EXERCISE:
In the entries that follow, how many lines contain "closet"? Answer with the number only.

RECORDS SHOWN:
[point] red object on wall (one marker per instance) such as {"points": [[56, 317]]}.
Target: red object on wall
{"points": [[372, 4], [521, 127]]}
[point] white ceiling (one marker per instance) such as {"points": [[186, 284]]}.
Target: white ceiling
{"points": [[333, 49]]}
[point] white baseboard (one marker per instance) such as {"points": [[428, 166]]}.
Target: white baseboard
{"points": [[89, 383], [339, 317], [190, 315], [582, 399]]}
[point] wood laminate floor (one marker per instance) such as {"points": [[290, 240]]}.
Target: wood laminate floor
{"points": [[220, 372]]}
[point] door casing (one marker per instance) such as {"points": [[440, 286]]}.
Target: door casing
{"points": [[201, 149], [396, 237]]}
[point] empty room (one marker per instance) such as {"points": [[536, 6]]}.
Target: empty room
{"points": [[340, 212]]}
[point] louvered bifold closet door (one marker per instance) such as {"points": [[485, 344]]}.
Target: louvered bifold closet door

WRITTEN REPLY:
2